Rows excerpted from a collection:
— BEGIN —

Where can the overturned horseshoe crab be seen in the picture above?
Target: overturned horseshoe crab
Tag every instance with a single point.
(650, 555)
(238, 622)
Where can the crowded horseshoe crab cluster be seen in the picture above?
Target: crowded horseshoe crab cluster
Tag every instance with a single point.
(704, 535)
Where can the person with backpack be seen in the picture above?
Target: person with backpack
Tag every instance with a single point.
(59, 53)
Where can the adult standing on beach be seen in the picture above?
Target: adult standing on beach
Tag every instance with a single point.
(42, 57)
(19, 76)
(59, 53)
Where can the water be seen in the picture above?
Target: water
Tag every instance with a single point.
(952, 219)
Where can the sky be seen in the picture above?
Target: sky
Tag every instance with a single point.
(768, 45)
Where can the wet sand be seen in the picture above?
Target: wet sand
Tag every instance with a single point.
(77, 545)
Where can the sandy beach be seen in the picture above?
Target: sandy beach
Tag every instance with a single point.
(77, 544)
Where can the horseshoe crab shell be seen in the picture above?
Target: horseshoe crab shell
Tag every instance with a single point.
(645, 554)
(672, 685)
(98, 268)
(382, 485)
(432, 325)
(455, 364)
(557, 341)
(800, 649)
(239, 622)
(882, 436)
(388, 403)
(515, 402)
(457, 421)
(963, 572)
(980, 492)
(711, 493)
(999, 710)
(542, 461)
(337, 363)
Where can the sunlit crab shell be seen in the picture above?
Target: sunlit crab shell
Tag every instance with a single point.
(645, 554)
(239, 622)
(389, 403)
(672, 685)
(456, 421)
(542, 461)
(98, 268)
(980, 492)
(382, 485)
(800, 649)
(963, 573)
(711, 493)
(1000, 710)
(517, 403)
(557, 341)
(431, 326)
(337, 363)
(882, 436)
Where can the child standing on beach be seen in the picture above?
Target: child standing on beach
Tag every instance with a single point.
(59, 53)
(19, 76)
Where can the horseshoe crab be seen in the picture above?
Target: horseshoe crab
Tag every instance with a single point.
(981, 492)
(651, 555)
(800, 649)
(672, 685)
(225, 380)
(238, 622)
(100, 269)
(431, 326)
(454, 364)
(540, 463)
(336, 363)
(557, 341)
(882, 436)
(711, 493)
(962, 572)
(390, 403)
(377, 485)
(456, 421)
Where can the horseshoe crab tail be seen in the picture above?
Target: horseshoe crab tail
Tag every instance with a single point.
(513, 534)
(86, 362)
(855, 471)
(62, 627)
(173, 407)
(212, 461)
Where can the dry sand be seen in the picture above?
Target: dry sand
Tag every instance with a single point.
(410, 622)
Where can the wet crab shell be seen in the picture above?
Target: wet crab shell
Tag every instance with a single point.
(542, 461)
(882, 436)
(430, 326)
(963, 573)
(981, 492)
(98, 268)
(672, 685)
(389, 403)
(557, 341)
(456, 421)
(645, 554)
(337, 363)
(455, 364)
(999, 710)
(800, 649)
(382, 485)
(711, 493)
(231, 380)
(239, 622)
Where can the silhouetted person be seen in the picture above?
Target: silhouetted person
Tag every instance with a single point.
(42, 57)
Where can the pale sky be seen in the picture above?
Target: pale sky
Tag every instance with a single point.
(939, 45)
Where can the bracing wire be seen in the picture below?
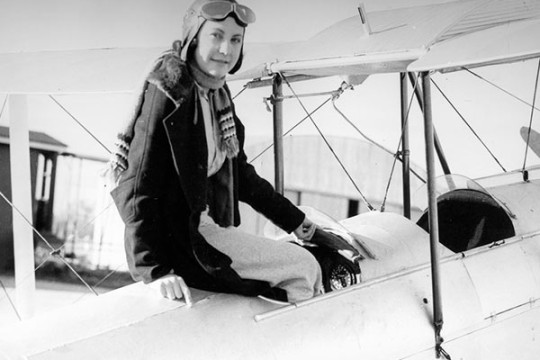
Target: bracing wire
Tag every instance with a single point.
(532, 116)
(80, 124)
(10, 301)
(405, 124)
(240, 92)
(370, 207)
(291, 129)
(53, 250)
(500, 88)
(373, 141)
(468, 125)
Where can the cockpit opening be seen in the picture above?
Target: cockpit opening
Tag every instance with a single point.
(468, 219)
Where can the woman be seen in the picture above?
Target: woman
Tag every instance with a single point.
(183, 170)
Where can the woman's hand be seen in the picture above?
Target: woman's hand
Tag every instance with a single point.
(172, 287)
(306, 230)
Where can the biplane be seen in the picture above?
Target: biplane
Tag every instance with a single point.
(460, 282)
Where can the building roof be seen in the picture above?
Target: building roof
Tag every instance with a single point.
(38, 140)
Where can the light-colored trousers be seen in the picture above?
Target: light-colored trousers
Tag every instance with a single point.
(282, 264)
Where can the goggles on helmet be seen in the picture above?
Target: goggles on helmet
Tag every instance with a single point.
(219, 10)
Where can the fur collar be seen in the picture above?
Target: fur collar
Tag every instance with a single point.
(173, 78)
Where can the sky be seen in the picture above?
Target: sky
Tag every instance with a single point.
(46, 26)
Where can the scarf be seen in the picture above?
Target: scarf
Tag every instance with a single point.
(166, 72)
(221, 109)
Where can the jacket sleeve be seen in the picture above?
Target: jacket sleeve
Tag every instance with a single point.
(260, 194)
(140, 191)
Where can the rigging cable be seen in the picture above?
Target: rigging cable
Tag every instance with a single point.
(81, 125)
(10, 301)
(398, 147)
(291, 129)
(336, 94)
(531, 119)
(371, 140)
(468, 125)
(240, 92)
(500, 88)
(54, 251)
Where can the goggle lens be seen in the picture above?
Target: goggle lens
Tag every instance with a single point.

— END —

**Written task:**
Rewrite everything from the line containing "Where can the jacket" down to the end of the rows, replacing "rigging cable" with "rigging rope" and leaving all else unchanged.

**The output:**
Where can the jacket sleeve be seen in the picture above?
Target: jacket sleeve
Tag every instance with a single point.
(260, 194)
(140, 191)
Where can the rigging rope be seen in the picture above?
Target: rigging rope
Tag every instance with a single point.
(81, 125)
(10, 301)
(398, 147)
(291, 129)
(336, 94)
(531, 119)
(371, 140)
(468, 125)
(240, 92)
(500, 88)
(54, 251)
Where can the goggle lens be seen in the picture above?
Target: goggle lens
Tag every instance with a single point.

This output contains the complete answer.